### What you need to do
Each line below must be set down exactly; omit any image you find.
━━━ The input ━━━
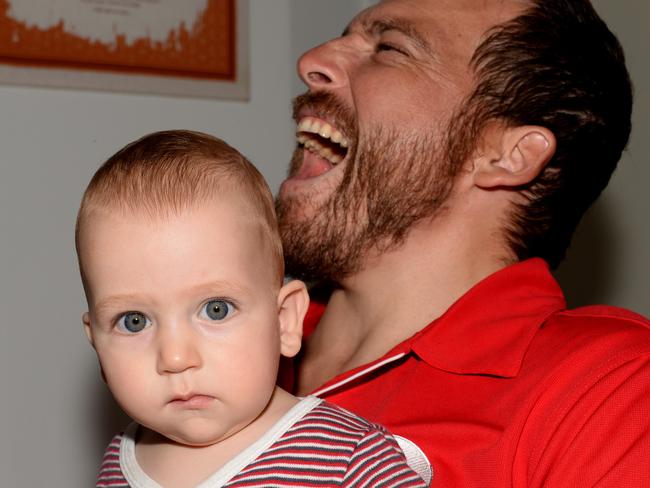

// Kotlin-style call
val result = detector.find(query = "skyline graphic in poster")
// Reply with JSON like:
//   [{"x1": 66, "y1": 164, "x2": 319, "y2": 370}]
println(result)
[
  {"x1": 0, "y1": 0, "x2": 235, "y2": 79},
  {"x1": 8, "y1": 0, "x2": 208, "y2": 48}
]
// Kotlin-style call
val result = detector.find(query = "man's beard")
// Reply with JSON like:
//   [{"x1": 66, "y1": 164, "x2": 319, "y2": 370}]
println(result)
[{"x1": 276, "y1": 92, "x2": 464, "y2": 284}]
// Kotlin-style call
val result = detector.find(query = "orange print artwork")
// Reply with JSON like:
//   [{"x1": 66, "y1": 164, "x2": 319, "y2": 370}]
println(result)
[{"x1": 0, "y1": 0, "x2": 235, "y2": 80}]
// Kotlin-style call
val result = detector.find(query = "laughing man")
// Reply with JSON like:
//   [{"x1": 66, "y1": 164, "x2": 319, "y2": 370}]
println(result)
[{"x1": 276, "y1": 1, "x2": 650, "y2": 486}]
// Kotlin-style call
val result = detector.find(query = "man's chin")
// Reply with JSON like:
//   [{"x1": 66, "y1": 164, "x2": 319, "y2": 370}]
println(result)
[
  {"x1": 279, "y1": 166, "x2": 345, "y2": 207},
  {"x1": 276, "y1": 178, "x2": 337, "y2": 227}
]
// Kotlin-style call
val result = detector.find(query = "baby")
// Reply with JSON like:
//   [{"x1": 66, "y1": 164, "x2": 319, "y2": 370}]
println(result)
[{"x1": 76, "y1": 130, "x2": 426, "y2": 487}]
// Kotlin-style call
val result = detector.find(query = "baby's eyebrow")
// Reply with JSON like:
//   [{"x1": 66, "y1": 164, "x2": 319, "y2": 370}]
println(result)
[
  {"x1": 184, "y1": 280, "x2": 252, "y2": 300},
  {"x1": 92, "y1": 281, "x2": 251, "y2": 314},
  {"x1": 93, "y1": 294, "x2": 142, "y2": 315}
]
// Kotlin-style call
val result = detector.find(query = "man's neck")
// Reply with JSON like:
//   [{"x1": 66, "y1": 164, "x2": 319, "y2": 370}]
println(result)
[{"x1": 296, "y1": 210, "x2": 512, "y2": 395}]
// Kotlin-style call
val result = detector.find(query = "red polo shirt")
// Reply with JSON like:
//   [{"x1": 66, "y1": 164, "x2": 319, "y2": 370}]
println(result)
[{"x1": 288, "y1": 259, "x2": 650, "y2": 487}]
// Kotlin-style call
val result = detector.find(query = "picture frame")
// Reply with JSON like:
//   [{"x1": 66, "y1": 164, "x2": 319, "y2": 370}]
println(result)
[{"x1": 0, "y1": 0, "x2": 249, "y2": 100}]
━━━
### Written solution
// Kotlin-style call
val result = detector.find(query = "skyline graphic in poster")
// Reply with JSON like:
//   [{"x1": 66, "y1": 164, "x2": 319, "y2": 370}]
println(result)
[
  {"x1": 0, "y1": 0, "x2": 235, "y2": 79},
  {"x1": 8, "y1": 0, "x2": 208, "y2": 48}
]
// Kotlin-style call
val result = detector.find(query = "man's beard")
// Reply with JSON like:
//   [{"x1": 66, "y1": 164, "x2": 319, "y2": 370}]
println(result)
[{"x1": 276, "y1": 92, "x2": 464, "y2": 284}]
// Kotlin-style call
val result = detector.find(query = "orange print artwork")
// Reply with JSON like:
//   [{"x1": 66, "y1": 164, "x2": 319, "y2": 370}]
println(result)
[{"x1": 0, "y1": 0, "x2": 235, "y2": 80}]
// Kotlin-style call
val result = detector.find(query = "laughing man")
// Reply with JSON like:
//   [{"x1": 66, "y1": 164, "x2": 319, "y2": 370}]
println(result)
[{"x1": 276, "y1": 1, "x2": 650, "y2": 486}]
// Kotlin-style call
val result = detector.find(query = "man's chin")
// Reply with JSON like:
//   [{"x1": 66, "y1": 164, "x2": 319, "y2": 370}]
println(result)
[
  {"x1": 279, "y1": 166, "x2": 345, "y2": 207},
  {"x1": 276, "y1": 178, "x2": 337, "y2": 227}
]
// Kotlin-style call
val result = detector.find(query = "baby")
// Reply with JSON like:
//   [{"x1": 66, "y1": 164, "x2": 319, "y2": 370}]
println(result)
[{"x1": 76, "y1": 130, "x2": 426, "y2": 487}]
// Kotlin-style call
val result = detector.find(query = "baby's eyebrow")
// Reply with JSON like:
//   [{"x1": 66, "y1": 164, "x2": 319, "y2": 370}]
println(result)
[
  {"x1": 184, "y1": 280, "x2": 252, "y2": 300},
  {"x1": 92, "y1": 281, "x2": 251, "y2": 314},
  {"x1": 93, "y1": 294, "x2": 142, "y2": 315}
]
// Kotlin-style call
val result = detector.find(query = "man's neck")
// Reply with JSON like:
//   [{"x1": 66, "y1": 164, "x2": 319, "y2": 370}]
println(result)
[{"x1": 296, "y1": 210, "x2": 512, "y2": 395}]
// Kotlin-style call
val result = detector.find(query = "red polo shirt")
// Reply with JSON like:
//   [{"x1": 66, "y1": 164, "x2": 319, "y2": 370}]
println(result)
[{"x1": 288, "y1": 259, "x2": 650, "y2": 487}]
// Kotlin-style call
val result = detector.find(query = "picture frame")
// Reply with JSON like:
//   [{"x1": 66, "y1": 164, "x2": 319, "y2": 370}]
println(result)
[{"x1": 0, "y1": 0, "x2": 249, "y2": 100}]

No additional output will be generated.